▸ **DIRECTIONS**
A - Name every institution or organization mentioned in the passage on PTC tasting.
B - Pick up the passage on PTC tasting after its final sentence and keep writing.

▸ **TEXT UNDER STUDY**
A genetic variation seen worldwide in which people either taste or do not taste a bitter, synthetic compound called PTC has been preserved by natural selection, University of Utah and National Institutes of Health researchers have reported.
Phenylthiocarbamide (PTC) is not found in nature, but the ability to taste it correlates strongly with the ability to taste other bitter substances that occur naturally, especially toxins. Eons ago, the ability to discern bitter tastes developed as an evolutionary mechanism to protect early humans from eating poisonous plants.
"We found evidence at the molecular level that natural selection has maintained the variation in the gene that allows us to taste or not taste PTC," said geneticist Stephen Wooding, Ph.D., corresponding author on the study and a post-doctoral fellow at the Eccles Institute of Human Genetics at the University of Utah School of Medicine.
Today, the ability to taste, or not taste, the compound influences what people eat and even whether they smoke cigarettes.

▸ **RECORD EXTRACTS**
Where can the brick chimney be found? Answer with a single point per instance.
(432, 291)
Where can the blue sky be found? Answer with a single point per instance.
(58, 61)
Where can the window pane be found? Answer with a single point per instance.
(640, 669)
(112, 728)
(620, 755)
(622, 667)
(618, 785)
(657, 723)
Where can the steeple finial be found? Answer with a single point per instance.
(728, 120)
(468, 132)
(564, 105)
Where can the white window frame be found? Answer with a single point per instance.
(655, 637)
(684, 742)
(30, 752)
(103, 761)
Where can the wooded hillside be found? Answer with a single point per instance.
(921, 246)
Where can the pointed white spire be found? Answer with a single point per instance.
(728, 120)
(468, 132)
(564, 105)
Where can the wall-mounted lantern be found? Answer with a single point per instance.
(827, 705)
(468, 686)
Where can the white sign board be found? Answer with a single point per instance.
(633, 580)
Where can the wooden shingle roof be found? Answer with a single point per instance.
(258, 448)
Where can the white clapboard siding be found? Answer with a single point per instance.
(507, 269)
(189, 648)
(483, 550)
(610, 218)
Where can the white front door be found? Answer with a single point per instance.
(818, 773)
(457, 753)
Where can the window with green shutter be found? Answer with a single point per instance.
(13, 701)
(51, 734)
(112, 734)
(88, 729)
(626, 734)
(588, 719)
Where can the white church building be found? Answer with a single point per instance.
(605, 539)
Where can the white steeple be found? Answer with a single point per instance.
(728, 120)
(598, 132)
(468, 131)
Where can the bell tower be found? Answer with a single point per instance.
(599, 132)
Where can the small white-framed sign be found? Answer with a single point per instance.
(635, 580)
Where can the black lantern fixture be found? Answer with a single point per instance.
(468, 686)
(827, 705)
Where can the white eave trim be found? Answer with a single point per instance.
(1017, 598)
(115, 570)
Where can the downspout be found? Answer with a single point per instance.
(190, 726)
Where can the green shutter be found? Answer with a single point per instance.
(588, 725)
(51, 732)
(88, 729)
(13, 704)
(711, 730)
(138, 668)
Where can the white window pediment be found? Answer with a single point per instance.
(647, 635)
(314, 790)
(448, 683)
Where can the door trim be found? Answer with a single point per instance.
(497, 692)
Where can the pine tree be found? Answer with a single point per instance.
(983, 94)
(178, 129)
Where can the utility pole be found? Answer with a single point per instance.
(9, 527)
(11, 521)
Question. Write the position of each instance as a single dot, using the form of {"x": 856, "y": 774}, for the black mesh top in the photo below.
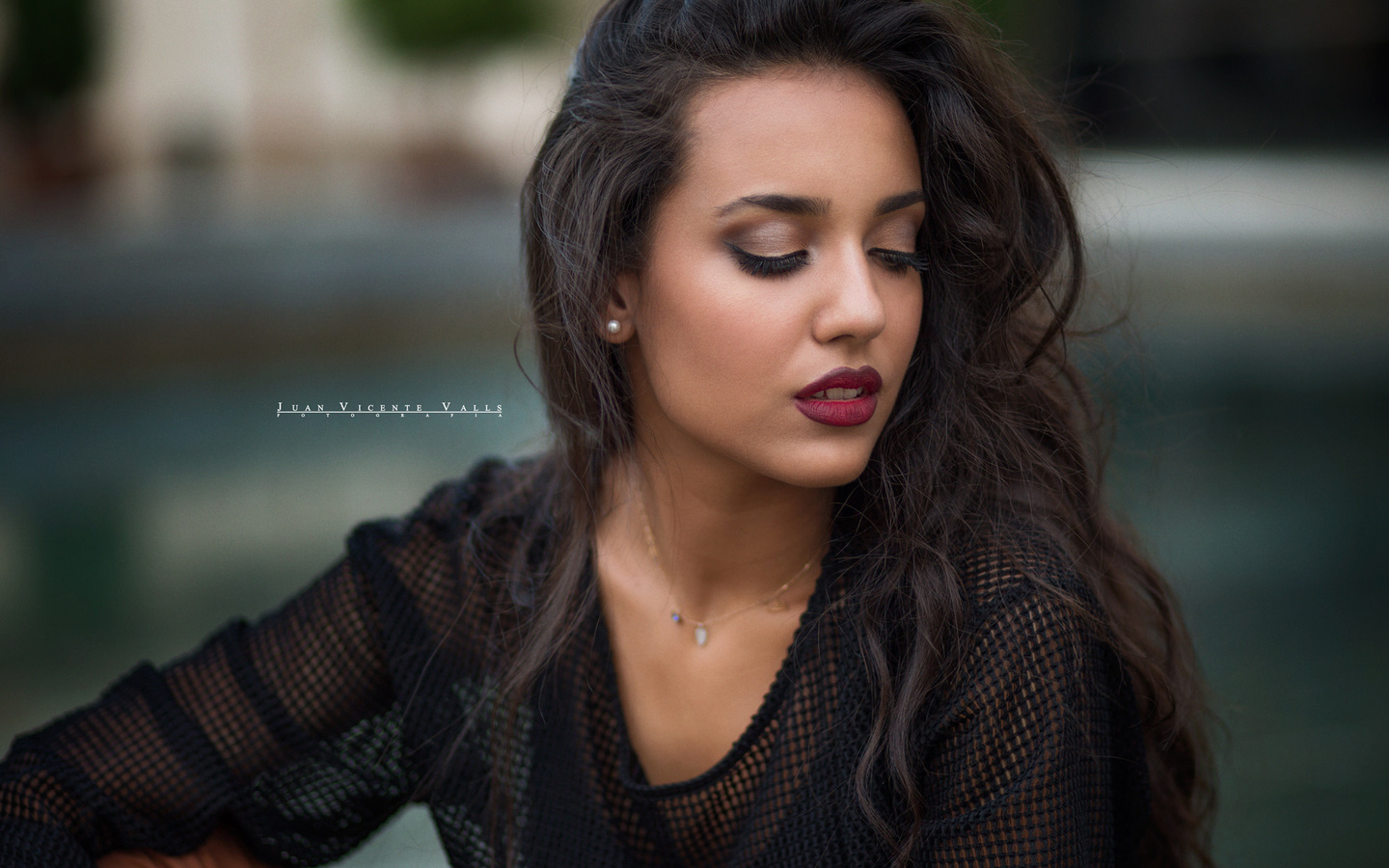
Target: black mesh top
{"x": 309, "y": 729}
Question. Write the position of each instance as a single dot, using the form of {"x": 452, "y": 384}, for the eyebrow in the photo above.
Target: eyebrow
{"x": 807, "y": 205}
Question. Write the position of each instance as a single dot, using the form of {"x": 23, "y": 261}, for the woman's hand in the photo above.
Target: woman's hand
{"x": 221, "y": 851}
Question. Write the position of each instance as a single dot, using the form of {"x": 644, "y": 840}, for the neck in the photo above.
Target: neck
{"x": 722, "y": 540}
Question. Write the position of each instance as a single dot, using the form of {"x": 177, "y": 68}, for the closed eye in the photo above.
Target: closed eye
{"x": 899, "y": 261}
{"x": 767, "y": 265}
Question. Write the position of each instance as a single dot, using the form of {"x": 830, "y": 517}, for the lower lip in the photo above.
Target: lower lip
{"x": 842, "y": 414}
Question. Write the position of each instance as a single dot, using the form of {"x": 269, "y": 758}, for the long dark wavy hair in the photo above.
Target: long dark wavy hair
{"x": 992, "y": 419}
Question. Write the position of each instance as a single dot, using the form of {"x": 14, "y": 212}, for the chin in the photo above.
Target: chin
{"x": 824, "y": 469}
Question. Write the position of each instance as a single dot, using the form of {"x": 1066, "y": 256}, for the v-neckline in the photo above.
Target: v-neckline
{"x": 631, "y": 773}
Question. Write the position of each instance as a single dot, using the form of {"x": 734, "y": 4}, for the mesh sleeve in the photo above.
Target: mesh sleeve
{"x": 289, "y": 729}
{"x": 1021, "y": 771}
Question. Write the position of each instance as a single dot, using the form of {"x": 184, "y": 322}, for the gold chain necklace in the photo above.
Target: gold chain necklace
{"x": 774, "y": 603}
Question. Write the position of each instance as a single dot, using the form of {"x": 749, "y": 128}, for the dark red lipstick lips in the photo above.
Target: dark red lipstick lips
{"x": 843, "y": 411}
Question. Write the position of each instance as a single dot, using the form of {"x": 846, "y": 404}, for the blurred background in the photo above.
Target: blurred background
{"x": 214, "y": 210}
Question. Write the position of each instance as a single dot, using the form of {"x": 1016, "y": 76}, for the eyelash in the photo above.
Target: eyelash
{"x": 896, "y": 261}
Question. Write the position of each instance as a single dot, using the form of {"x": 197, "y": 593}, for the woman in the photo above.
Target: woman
{"x": 817, "y": 571}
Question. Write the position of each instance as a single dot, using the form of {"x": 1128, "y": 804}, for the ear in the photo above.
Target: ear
{"x": 619, "y": 307}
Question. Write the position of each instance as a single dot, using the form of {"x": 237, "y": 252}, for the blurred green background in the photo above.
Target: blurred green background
{"x": 213, "y": 210}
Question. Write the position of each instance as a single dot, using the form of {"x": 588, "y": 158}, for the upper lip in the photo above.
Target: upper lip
{"x": 845, "y": 378}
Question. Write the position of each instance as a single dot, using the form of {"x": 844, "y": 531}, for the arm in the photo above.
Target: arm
{"x": 1036, "y": 751}
{"x": 166, "y": 754}
{"x": 287, "y": 731}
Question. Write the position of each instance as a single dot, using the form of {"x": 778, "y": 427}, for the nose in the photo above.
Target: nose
{"x": 852, "y": 307}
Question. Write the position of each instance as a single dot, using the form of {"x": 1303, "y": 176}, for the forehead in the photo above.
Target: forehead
{"x": 798, "y": 126}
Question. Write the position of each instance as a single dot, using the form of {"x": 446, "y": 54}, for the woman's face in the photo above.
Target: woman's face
{"x": 773, "y": 319}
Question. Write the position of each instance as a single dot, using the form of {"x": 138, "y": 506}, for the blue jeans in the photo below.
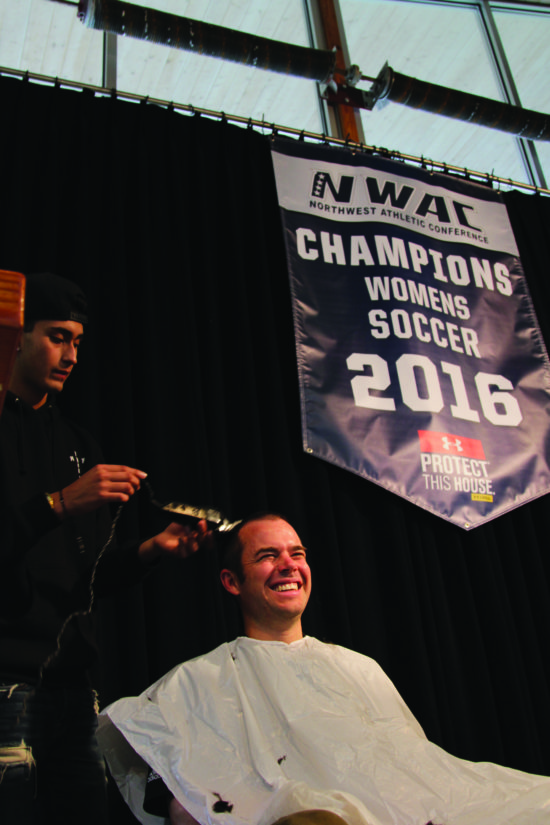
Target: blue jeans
{"x": 51, "y": 769}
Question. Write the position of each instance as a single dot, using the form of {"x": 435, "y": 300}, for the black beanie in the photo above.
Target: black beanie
{"x": 49, "y": 297}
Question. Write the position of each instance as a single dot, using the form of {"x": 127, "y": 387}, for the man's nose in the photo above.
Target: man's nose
{"x": 287, "y": 562}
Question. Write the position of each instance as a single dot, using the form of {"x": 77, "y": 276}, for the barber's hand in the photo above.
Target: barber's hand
{"x": 177, "y": 540}
{"x": 103, "y": 484}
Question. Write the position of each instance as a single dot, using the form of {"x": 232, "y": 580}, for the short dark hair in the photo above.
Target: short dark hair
{"x": 232, "y": 547}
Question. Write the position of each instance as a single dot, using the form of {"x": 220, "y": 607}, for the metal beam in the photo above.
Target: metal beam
{"x": 345, "y": 119}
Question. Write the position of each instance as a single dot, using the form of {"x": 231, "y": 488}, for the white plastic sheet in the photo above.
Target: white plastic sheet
{"x": 256, "y": 730}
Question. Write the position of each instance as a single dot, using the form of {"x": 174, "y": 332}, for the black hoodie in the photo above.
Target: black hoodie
{"x": 45, "y": 565}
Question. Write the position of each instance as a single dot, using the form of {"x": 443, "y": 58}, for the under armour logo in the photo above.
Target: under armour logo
{"x": 457, "y": 444}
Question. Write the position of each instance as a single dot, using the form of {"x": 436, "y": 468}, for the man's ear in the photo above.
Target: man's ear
{"x": 230, "y": 582}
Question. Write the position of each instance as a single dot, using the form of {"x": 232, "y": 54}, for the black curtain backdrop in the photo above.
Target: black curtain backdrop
{"x": 170, "y": 223}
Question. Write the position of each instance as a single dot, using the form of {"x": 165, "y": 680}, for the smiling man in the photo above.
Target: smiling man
{"x": 277, "y": 727}
{"x": 271, "y": 579}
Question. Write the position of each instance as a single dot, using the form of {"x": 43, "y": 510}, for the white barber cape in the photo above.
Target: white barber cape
{"x": 256, "y": 730}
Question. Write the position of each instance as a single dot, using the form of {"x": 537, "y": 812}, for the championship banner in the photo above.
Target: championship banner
{"x": 421, "y": 363}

▸ **YOUR RESPONSES**
A -
University of Utah
National Institutes of Health
Eccles Institute of Human Genetics
University of Utah School of Medicine

B -
People who can taste PTC are less likely to eat cruciferous vegetables such as broccoli, according to Wooding, which could be a problem because these vegetables contain important nutrients. If the ability to discern bitter tastes discourages PTC tasters from eating broccoli, it also may have the advantage of dissuading them from inhaling the acrid smoke of cigarettes. "Among smokers, there seems to be an excess of PTC non-tasters," Wooding said. "So it seems that PTC tasters are less likely to smoke."
The researchers recently published their findings in the American Journal of Human Genetics.
Typically, over hundreds of thousands years, genetic drift takes place, a process in which gene frequencies and genetic traits change randomly within a population. Under that expectation, everybody either would be a PTC taster or non-taster by now. But worldwide the ratio has remained at roughly 75/25 between PTC tasters and non-tasters.
The U researchers found that two versions of the PTC allele (genes) are present worldwide, from America to Africa. After comparing thousands of genes, the researchers found that the presence of such divergent alleles is highly unusual. But the existence of two PTC alleles can be explained by evolutionary pressure to avoid the toxins that plants produce to defend themselves against herbivores.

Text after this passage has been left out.